### Problem statement
Count the lines in the data below that contain the word "shirt", and reply with that number alone.

# Supplied entries start

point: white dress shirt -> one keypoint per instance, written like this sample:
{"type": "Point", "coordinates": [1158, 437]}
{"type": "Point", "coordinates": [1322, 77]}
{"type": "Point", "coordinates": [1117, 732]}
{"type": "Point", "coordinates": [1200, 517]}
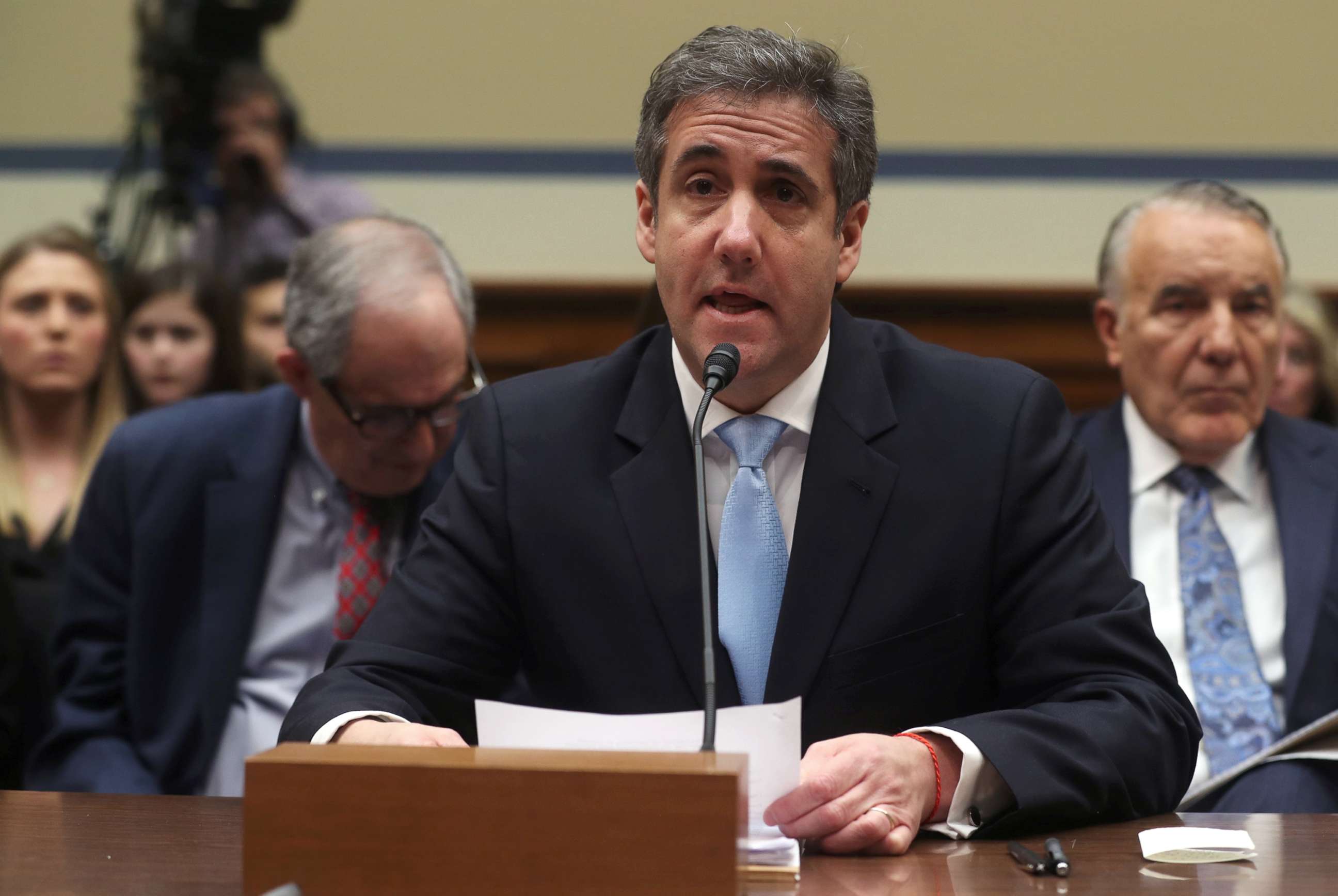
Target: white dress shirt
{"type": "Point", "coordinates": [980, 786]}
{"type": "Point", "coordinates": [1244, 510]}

# Supplied entries end
# Supplied entries start

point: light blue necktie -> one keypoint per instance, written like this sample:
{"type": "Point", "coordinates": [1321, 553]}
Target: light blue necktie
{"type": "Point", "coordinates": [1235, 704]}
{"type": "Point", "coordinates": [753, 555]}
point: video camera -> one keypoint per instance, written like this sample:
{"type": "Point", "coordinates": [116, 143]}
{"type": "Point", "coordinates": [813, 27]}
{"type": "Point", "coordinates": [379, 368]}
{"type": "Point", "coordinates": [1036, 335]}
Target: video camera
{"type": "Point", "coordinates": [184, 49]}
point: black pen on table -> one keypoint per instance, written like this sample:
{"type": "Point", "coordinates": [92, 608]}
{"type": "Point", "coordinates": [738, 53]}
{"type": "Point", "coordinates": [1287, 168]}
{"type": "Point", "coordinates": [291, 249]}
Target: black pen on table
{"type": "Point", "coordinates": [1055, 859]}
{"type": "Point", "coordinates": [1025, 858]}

# Supplied entries end

### Response below
2